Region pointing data
⟨
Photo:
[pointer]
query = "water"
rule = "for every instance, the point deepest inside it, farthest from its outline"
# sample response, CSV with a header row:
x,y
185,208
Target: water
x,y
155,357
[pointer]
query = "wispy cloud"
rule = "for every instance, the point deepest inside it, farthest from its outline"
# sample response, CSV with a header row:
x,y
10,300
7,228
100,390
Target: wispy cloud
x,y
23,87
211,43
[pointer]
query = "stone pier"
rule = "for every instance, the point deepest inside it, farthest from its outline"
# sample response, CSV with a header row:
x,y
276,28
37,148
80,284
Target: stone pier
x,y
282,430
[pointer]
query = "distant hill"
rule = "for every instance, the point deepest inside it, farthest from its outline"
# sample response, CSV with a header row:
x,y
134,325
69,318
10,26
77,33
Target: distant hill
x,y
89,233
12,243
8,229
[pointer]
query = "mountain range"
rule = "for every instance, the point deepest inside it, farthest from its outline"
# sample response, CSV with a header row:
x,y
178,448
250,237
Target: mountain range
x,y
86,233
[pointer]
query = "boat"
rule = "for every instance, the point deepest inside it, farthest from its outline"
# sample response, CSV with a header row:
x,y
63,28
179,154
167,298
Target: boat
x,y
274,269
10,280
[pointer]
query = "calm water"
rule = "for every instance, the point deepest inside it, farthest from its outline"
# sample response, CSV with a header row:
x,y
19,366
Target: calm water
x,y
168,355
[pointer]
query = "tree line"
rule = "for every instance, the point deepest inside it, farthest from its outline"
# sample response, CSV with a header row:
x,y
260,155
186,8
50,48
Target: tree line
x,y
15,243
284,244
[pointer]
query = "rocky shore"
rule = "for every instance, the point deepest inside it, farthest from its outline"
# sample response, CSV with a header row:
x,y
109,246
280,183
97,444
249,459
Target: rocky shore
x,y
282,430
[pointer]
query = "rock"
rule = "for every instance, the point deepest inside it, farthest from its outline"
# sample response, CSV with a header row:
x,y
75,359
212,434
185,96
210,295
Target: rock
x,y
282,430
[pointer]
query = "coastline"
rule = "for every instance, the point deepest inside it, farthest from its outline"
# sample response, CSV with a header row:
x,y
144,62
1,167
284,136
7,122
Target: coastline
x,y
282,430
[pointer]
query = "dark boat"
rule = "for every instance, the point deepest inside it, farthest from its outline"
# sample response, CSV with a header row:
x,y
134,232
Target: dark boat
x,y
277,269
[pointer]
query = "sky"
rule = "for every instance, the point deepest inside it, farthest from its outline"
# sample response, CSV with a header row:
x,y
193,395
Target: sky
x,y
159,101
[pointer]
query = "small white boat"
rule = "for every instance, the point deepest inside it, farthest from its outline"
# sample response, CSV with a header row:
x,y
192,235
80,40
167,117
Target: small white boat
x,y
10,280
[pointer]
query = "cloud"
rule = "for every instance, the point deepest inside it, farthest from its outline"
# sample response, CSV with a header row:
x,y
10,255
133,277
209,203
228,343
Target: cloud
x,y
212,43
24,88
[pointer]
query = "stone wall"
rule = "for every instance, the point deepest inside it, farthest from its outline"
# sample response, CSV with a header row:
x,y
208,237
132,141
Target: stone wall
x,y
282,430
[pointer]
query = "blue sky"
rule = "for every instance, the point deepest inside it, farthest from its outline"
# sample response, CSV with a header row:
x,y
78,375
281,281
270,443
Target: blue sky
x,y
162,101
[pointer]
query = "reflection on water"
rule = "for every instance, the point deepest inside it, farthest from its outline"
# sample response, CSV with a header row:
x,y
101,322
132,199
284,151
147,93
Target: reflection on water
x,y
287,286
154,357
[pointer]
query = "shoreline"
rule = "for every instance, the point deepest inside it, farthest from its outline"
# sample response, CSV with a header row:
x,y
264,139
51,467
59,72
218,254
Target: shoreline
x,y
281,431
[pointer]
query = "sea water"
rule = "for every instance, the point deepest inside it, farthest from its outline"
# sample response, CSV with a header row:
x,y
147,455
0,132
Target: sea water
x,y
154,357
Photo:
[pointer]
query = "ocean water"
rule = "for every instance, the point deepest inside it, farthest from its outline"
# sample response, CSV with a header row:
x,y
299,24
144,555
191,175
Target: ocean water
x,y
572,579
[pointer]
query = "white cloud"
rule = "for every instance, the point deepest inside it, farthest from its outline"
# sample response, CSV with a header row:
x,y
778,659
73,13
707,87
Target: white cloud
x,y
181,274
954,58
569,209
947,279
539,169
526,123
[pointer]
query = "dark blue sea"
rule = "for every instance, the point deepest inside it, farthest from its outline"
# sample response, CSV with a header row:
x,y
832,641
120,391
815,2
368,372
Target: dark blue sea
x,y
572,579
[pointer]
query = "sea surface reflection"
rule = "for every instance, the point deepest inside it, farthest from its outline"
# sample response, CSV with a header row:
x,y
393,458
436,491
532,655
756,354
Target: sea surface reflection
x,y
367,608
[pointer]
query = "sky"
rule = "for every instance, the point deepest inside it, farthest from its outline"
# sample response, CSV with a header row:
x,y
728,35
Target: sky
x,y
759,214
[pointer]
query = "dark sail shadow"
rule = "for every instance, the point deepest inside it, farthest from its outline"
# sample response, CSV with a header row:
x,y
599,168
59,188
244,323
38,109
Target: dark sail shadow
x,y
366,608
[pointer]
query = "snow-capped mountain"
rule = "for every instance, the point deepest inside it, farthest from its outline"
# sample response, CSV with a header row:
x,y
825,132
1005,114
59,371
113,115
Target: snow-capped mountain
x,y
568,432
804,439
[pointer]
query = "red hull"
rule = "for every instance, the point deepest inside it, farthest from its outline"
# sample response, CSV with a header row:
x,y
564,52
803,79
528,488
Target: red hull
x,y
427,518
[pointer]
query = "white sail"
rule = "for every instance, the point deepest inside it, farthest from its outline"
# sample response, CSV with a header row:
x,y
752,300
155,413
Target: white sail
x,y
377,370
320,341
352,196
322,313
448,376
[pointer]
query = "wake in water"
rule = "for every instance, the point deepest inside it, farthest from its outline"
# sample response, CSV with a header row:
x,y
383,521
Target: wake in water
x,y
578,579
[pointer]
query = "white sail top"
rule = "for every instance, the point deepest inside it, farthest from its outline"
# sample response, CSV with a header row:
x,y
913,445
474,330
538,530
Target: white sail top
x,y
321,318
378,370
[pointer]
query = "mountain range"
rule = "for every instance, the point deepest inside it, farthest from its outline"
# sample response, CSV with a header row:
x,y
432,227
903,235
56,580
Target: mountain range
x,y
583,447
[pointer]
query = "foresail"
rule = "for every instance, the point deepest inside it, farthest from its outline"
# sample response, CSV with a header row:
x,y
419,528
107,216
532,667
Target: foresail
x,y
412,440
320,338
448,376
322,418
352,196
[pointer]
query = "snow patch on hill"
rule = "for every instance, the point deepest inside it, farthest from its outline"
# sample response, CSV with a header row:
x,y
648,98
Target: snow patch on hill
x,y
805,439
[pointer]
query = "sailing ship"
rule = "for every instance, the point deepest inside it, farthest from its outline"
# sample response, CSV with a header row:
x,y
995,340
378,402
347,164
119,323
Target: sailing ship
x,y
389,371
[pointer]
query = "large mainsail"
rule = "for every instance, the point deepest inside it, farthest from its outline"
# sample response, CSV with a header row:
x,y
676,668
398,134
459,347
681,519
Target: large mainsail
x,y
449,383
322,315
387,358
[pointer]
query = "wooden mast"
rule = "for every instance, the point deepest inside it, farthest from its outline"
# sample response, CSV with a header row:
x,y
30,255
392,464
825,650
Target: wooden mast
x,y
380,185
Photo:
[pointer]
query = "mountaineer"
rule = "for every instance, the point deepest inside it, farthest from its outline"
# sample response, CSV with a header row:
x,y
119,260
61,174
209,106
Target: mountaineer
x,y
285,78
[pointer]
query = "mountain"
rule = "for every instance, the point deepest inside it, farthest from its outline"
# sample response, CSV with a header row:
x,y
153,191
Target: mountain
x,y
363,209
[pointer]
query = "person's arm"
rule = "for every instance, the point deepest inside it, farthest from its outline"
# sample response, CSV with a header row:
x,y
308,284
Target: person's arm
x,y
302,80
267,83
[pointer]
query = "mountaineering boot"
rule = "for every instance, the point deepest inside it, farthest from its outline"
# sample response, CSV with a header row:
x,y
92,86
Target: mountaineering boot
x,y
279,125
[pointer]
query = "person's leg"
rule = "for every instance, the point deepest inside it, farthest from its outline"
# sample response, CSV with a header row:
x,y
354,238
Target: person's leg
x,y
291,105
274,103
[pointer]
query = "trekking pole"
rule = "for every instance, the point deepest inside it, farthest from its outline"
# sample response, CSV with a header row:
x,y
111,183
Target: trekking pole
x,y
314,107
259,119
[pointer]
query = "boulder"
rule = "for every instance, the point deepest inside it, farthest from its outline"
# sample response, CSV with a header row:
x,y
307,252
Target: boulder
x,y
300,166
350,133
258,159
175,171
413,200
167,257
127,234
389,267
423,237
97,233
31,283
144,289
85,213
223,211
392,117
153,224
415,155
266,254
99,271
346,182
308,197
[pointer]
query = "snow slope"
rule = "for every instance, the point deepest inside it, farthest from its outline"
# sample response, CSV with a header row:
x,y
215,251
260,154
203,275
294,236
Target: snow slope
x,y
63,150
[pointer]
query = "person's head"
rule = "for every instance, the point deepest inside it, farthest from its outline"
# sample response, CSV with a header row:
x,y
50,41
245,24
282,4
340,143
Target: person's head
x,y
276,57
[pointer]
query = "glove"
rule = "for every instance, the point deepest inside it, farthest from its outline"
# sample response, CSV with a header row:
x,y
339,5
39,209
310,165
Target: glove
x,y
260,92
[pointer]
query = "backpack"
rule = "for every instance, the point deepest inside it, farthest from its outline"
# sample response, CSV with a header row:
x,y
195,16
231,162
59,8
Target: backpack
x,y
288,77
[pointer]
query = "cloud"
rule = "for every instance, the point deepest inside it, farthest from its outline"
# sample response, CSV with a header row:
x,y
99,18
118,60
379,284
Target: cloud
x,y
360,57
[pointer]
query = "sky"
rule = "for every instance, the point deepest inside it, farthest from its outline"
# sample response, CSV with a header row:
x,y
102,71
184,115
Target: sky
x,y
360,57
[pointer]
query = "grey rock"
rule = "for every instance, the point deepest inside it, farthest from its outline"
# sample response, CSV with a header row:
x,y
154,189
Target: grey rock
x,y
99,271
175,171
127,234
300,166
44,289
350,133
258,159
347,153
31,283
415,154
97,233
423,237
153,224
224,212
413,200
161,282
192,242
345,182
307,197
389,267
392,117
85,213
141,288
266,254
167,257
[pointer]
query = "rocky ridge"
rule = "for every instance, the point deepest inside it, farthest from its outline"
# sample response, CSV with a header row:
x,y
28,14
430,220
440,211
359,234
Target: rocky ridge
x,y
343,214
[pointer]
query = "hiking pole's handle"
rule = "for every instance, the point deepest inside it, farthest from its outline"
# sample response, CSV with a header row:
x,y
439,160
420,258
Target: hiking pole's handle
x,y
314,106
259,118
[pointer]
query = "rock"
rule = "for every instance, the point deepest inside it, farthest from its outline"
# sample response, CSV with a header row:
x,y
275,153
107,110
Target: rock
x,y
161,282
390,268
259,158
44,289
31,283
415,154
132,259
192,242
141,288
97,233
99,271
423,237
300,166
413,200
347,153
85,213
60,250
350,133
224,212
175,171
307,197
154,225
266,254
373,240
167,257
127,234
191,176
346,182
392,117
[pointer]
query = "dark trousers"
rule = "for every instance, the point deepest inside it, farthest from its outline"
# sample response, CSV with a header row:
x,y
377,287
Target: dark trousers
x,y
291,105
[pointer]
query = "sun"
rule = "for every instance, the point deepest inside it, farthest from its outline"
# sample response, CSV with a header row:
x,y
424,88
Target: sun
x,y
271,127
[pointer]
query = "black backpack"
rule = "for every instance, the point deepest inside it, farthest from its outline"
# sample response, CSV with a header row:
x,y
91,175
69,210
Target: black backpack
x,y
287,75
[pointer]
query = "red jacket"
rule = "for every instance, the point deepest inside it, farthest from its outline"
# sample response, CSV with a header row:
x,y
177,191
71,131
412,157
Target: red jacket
⟩
Could you quote, exactly as they appear, the line containing "Target: black backpack" and every line after it to the end of the records above?

Target: black backpack
x,y
287,75
[pointer]
query = "red jacket"
rule = "for every instance, the point deepest inside it, farthest from its outline"
# sample response, CSV with a header row:
x,y
177,191
71,131
412,157
Target: red jacket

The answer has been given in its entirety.